■ **SUPPLIED PASSAGE**

In Alamo, California, where I come from, people thought of community college as an orphanage for children over 18, in the sense that it was for kids who had nowhere else to go. Everyone was expected to go to a prestigious university immediately after high school. There was a presumption of chaos since this place supposedly contained all of the kids who used to be in detention. Yet after attending a top university for 3 years, I was waiting in the long, slow registration line of Diablo Valley Community College.

I decided to stay home in California for my last collegiate summer rather than swelter in Washingtonian humidity. The fees of the course were 2 percent of the fees for a Georgetown summer class, and I figured my community college instructor could educate me at least 2 percent as well as a Georgetown educator. The decision was easy, and I looked forward to a different college experience.

Chris Rock compared community college to a sketchy disco with books. “They be letting all kinds of people in: crack heads, prostitutes, drug dealers, come on in!” While one student in my French class offered to sell me Vicodin when I told him I wasn’t sleeping well, the majority of the class was a diverse group of law-abiding citizens. One of my classmates told the class that he was an aspiring rapper focusing on “Hyphy” (pronounced HI-fee) loud, high-energy style of hip-hop which is popular in the San Francisco Bay Area. Another was a very pregnant hair-dresser who was taking the class in order to stay on her mother’s health insurance as a part-time student. An older homosexual couple enrolled in the class in preparation for an anniversary trip to Paris. On the other side of the age spectrum was Max, who at 13 was being forced by his parents to take 2 college-level classes in order to be ahead of the other kids in his grade.

■ **STATED EXERCISE 1**
According to the community college passage, the course fees equaled what percentage of the fees for a Georgetown summer class?
■ **STATED EXERCISE 2**
Return the portion of the community college passage between "I decided to" and "different college experience.", inclusive, copied word for word.

■ **RAW RECORDS**
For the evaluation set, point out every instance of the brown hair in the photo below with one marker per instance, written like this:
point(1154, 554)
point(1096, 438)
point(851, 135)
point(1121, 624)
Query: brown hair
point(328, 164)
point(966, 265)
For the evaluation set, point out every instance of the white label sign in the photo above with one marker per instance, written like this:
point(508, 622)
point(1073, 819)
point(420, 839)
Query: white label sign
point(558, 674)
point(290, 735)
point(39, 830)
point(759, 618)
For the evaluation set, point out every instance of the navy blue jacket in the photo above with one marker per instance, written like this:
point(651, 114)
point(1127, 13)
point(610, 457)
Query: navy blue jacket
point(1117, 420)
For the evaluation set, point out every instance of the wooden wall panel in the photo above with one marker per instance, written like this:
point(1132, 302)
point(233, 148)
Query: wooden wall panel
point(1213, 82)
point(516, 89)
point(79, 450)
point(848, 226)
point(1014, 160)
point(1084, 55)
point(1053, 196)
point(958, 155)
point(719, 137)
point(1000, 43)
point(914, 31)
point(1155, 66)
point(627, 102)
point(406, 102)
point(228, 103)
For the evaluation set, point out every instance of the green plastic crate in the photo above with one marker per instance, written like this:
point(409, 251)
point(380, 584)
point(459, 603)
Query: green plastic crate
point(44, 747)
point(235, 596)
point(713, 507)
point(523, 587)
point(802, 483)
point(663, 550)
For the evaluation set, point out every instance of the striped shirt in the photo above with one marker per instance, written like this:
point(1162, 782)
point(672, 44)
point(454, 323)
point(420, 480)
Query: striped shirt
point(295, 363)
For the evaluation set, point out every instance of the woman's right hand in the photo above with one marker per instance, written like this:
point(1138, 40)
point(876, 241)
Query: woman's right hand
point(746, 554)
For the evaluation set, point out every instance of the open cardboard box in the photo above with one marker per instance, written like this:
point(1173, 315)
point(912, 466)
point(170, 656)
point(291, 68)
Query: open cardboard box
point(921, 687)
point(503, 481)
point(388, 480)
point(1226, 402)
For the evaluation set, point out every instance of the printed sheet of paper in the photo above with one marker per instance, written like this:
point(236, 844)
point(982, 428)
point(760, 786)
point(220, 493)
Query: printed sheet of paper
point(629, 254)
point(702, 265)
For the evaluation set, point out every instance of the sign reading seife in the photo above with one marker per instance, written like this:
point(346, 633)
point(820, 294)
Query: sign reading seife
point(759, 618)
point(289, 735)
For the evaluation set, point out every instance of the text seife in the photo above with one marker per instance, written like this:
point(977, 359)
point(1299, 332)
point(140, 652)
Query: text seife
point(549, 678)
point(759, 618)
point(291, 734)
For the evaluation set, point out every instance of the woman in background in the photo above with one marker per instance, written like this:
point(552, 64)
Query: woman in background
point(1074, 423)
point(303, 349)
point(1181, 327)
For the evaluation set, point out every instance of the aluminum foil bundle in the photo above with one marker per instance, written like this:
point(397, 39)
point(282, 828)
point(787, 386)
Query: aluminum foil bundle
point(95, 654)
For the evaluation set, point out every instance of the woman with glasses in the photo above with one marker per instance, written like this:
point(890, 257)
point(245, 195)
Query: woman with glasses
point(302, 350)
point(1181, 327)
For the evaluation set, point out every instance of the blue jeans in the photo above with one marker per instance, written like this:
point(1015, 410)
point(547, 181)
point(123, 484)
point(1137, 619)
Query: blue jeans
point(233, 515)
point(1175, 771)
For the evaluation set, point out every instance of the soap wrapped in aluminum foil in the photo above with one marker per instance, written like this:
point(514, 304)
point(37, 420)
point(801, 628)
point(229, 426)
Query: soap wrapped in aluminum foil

■ **EXERCISE SOLUTION 1**
2 percent

■ **EXERCISE SOLUTION 2**
I decided to stay home in California for my last collegiate summer rather than swelter in Washingtonian humidity. The fees of the course were 2 percent of the fees for a Georgetown summer class, and I figured my community college instructor could educate me at least 2 percent as well as a Georgetown educator. The decision was easy, and I looked forward to a different college experience.